● **WRITTEN INSTRUCTION**: Please set out each line of the rows below as a numbered list, omitting any blank lines.

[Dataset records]
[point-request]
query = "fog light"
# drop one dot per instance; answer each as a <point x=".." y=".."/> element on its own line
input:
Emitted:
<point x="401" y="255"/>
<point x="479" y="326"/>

● **EXERCISE ANSWER**:
1. [point-request]
2. query = "fog light"
3. # drop one dot per instance; answer each as a <point x=".." y=".."/> element on its own line
4. input:
5. Emitted:
6. <point x="401" y="255"/>
7. <point x="479" y="326"/>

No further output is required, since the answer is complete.